* GIVEN TEXT *
2026 Sarnat Lecture Examines Recovery, Trauma, and Structural Violence
By Crown Family School
Crown Family School Alum and Lecturer Explores New Pathways to Recovery
During the annual Rhoda G. Sarnat Lecture on May 2, Gabriela Zapata-Alma, AM’12, LCSW, CADC, challenged attendees to rethink how substance use, recovery, and the models that shape both are understood. Held during Alumni Weekend and Reunion in the lobby of Edith Abbott Hall, the lecture explored substance use, trauma, structural violence, and alternative frameworks for recovery and healing.
Gabriela Zapata-Alma, AM'12, LCSW, CADC, challenged an audience gathered on May 2 in the lobby of Edith Abbott Hall for Alumni Weekend and Reunion, to rethink how they understand substance use, recovery, and the models that shape both during the annual Rhoda G. Sarnat Lecture.
Zapata-Alma said they hoped attendees would leave with tools to challenge oppressive narratives and rethink how recovery and healing are understood.
"I'm hoping that people can have some tools to push back on oppressive narratives," they said, "to look at things a different way, and then to inspire people around them to do the same."
Introduced by Deborah Gorman-Smith, PhD, Chief Strategist for Community Engagement and Partnerships, Dean of Crown Family School of Social Work, Policy, and Practice, and Emily Klein Gidwitz Professor, Zapata-Alma spoke on substance use, trauma, and structural violence. The lecture, titled "Beyond a Medical Model: Weaving Pathways of Recovery and Healing," drew on history, clinical frameworks, and lived experiences.
Zapata-Alma explained that the way clinicians understand substance use shapes everything from policy development and implementation to treatment methods and the language used with and about clients.
They traced the history of substance use models from indigenous cultural relationships with sacred plant medicines, through the moral model and Temperance movement, to Prohibition and the racialized enforcement of early drug laws.
The medical model, Zapata-Alma said, marked a meaningful shift in understanding substance use, moving conversations away from deviance and willpower toward brain science and behavioral health parity. But they also noted the model carries limitations.
"If I'm told I have this diagnosis and I either have it or I don't, and if I do it's a terminal illness, I don't want to go get assessed," they said.
In place of a purely medical lens, Zapata-Alma introduced several alternative frameworks, including the Power Threat Meaning Framework, the Drug Set Setting model, and Recovery Capital. Together, the frameworks emphasized that recovery is not a singular experience and does not follow one defined path.
Zapata-Alma outlined multiple pathways to recovery, including mutual aid groups, medication-assisted treatment, faith-based healing, cultural practices, harm reduction, fitness, and what they described as “quantum recovery,” a spontaneous transformation often connected to a profound spiritual experience.
"There is no one pathway that will work or be accessible for everyone," they said, "and there is no one pathway that is better or more morally good than another."
Zapata-Alma closed with a call to action centered on relationships and person-centered care.
"We start at the center," they said. "We start with the person, with forming that relationship, centering what matters most to them, centering their values, their strengths, and honoring everything they've done to make it to this moment."

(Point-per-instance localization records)
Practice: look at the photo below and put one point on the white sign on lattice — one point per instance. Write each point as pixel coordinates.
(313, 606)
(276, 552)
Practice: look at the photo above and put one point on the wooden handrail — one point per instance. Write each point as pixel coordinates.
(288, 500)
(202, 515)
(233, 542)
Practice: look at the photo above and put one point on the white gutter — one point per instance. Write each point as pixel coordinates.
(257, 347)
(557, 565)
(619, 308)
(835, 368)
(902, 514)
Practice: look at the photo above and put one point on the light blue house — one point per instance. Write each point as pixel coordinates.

* TASK DIRECTIONS *
Reproduce the passage of the Sarnat lecture article that starts with "Zapata-Alma said they" and ends with "and lived experiences.".

* SOLUTION TO THE EXERCISE *
Zapata-Alma said they hoped attendees would leave with tools to challenge oppressive narratives and rethink how recovery and healing are understood.
"I'm hoping that people can have some tools to push back on oppressive narratives," they said, "to look at things a different way, and then to inspire people around them to do the same."
Introduced by Deborah Gorman-Smith, PhD, Chief Strategist for Community Engagement and Partnerships, Dean of Crown Family School of Social Work, Policy, and Practice, and Emily Klein Gidwitz Professor, Zapata-Alma spoke on substance use, trauma, and structural violence. The lecture, titled "Beyond a Medical Model: Weaving Pathways of Recovery and Healing," drew on history, clinical frameworks, and lived experiences.